REQUIRED ACTIONS ▸
a. According to the COVID-19 vaccine report, which variant are the updated shots aimed at?
b. Write the next few sentences of the COVID-19 vaccine report, picking up after its final sentence.

(Beginning of PASSAGE SHOWN)

Around 1.8 million people in the U.S.A. received a COVID-19 vaccine during the week ended Sept. 22, according to data compiled by healthcare data and analytics firm IQVIA Holdings Inc.
- Around 1 million people received the Pfizer (PFE.N)/BioNTech (22UAy.DE) shot and
- just under 800,000 got the Moderna (MRNA.O) vaccine,
Michael Kleinrock, senior research director at the IQVIA institute told Reuters on Friday. He said the data might be missing some shots given at community vaccination sites and doctors' offices.
"It feels like a good number," Kleinrock said, noting that over the past two years, the public health emergency and vaccine mandates were helping to drive demand.
"The imperative to be vaccinated was part of the public discussion to a much greater degree," he said.
The rollout of the shots began in earnest after the U.S. Centers for Disease Control and Prevention (CDC) recommended updated shots from the manufacturers on Sept. 12.
The updated shots are monovalent, or single-target vaccines, aimed at the XBB.1.5 variant of the virus. The XBB.1.5. is an omicron variant that was dominant in the U.S. for much of this year but has since been replaced by other omicron variants.
Data from last year may not represent a perfect comparison, but around two weeks into the autumn campaign of 2022, the U.S. had administered around 1.5 million shots, according to the CDC.

(End of PASSAGE SHOWN)
(Beginning of PROVIDED INFORMATION)

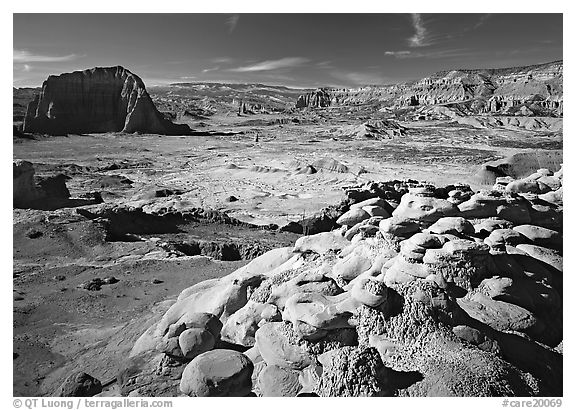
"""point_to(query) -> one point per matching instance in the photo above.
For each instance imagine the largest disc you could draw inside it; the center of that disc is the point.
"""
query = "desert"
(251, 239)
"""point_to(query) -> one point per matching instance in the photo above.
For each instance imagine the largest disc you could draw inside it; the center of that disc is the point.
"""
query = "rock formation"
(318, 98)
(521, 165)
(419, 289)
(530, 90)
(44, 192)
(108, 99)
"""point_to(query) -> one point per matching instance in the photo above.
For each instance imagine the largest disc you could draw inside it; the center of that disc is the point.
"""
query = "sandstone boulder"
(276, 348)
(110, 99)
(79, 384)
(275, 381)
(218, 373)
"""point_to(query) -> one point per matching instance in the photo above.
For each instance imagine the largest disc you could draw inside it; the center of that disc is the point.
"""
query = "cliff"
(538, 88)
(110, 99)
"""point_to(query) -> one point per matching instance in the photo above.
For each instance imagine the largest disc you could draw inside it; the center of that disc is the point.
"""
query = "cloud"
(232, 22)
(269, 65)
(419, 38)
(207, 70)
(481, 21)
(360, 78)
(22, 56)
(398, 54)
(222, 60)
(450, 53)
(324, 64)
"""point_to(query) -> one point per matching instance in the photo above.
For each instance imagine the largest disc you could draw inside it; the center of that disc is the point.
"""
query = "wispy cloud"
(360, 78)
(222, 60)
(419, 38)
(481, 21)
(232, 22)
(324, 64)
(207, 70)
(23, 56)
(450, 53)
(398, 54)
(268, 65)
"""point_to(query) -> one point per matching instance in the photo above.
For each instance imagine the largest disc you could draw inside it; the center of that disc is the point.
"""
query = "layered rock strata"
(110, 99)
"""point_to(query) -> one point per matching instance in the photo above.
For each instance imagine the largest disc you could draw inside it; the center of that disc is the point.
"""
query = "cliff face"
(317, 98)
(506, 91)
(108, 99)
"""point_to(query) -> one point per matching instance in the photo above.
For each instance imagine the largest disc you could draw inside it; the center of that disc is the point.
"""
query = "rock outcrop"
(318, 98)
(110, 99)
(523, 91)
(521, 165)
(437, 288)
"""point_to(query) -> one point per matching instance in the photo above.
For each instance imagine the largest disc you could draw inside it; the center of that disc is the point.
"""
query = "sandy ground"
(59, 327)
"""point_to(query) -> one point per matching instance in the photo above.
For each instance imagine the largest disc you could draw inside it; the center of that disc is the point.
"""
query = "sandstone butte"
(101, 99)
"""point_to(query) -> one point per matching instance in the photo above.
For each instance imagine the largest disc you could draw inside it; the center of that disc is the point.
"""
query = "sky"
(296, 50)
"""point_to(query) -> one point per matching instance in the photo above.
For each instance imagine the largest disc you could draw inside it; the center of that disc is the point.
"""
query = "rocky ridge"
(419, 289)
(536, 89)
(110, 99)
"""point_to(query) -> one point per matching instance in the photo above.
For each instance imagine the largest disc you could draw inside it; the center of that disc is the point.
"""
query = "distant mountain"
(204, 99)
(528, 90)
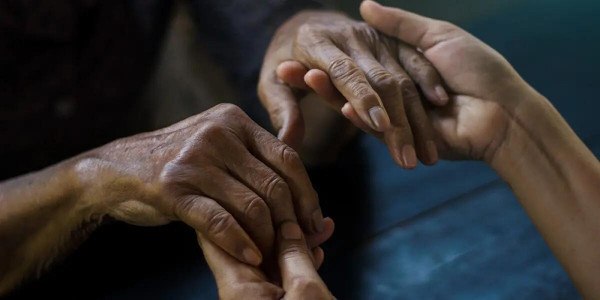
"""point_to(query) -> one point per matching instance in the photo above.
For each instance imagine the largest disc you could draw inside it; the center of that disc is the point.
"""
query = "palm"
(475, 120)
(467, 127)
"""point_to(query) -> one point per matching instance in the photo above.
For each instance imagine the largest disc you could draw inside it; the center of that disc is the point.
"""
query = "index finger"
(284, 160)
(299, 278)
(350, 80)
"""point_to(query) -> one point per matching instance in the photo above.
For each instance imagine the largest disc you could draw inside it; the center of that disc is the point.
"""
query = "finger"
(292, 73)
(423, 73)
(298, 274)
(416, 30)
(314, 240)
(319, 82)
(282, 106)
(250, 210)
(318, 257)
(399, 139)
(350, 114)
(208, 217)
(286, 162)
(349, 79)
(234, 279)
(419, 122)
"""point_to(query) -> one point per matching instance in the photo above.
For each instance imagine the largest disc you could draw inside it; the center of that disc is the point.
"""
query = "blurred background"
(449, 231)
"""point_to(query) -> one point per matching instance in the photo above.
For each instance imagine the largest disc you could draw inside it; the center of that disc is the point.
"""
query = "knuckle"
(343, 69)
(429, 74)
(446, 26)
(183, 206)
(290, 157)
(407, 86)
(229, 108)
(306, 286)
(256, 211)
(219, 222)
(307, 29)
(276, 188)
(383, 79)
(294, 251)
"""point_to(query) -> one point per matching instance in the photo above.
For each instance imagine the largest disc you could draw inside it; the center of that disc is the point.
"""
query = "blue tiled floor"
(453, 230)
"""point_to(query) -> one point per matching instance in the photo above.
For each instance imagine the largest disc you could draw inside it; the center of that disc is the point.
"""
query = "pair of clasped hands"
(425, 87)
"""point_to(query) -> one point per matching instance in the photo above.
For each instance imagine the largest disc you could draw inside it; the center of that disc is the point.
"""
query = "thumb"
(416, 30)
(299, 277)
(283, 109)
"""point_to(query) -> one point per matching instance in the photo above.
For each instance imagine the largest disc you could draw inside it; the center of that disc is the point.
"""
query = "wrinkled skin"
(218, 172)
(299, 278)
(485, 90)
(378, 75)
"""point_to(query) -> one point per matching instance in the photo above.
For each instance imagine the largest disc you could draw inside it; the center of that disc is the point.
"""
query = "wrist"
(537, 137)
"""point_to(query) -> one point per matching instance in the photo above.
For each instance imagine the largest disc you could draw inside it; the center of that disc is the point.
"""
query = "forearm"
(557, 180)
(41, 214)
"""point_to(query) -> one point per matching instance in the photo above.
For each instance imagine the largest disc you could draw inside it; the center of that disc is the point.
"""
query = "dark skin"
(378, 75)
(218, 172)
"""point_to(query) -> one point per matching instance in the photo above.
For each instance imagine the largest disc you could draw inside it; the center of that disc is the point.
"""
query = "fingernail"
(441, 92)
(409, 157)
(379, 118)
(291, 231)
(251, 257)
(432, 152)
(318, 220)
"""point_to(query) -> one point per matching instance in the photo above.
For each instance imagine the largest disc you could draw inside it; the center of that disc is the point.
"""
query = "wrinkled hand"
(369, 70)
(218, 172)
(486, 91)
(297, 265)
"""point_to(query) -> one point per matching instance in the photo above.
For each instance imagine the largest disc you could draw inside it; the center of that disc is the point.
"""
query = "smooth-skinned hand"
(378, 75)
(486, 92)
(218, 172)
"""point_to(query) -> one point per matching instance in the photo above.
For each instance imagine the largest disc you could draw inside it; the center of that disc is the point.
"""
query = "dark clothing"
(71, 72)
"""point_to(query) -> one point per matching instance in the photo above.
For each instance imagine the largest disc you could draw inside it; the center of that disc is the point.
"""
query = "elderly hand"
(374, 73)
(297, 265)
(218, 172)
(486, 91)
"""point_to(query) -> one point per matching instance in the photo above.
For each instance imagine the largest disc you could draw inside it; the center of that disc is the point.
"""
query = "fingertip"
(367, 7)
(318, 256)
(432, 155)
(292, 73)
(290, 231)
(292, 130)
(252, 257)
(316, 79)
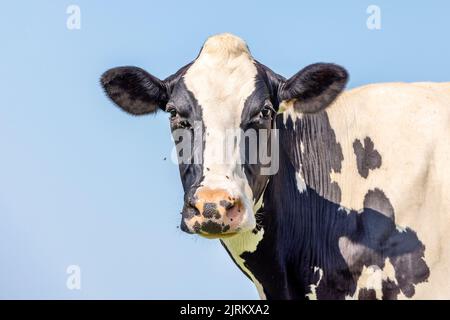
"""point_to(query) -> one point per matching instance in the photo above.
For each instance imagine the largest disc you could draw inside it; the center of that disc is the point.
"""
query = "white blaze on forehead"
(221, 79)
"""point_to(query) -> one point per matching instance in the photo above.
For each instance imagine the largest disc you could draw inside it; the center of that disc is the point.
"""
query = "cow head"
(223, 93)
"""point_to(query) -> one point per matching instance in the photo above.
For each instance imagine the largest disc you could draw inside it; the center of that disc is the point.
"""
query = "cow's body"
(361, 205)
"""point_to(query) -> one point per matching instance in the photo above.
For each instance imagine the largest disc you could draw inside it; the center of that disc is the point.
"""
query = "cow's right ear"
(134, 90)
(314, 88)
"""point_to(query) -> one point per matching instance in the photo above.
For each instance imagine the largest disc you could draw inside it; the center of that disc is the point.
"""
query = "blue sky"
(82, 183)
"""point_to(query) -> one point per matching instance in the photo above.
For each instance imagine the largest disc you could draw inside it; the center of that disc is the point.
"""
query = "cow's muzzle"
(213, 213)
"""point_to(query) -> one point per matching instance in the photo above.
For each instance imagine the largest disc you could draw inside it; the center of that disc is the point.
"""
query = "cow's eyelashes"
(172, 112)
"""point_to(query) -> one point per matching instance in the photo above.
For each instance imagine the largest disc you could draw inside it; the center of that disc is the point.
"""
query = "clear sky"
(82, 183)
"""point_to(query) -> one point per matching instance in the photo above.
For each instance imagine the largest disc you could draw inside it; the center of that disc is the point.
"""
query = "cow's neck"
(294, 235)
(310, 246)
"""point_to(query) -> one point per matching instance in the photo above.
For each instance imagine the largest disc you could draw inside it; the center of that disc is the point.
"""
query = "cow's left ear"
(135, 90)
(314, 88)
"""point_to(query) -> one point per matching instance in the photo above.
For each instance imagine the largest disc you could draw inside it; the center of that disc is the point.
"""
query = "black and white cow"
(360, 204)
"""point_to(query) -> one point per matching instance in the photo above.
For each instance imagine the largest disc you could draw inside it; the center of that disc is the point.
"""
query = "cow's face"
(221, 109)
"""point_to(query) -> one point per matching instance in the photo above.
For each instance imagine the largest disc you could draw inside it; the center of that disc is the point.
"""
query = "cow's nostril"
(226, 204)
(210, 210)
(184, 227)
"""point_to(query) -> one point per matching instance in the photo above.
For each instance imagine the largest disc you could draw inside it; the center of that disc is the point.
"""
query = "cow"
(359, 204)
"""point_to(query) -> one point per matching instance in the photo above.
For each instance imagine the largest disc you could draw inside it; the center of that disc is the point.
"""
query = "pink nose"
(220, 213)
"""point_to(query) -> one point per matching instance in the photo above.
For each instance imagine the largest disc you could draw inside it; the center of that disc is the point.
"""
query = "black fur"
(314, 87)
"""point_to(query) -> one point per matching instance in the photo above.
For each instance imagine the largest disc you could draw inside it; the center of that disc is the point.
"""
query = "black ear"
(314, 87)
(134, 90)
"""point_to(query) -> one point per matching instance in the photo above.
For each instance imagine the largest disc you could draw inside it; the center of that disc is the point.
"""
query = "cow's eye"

(End of PROVIDED INFORMATION)

SOLVED TASKS ▸
a. The XBB.1.5 variant, an omicron variant.

b.
U.S. public health officials hope that Americans will welcome the new shot as they would a flu jab. But demand for the vaccine has dropped sharply since 2021 when it first became available.
Last year, 56.5 million people, or around 17% of the U.S. population, received the updated vaccines.
COVID-19 vaccine makers have pared back expectations for this autumn's vaccination campaign, with Pfizer – the largest maker of mRNA shots with BioNTech – recently warning that it might need to cut jobs if it does not do well. Moderna conceded demand could be as few as 50 million shots.
"Does this point to COVID vaccines doing 50 million doses annually in the U.S.? I doubt it," Evercore ISI analyst Umer Raffat wrote in a research note about the IQVIA data. "But conversely, it also says this market is not completely over."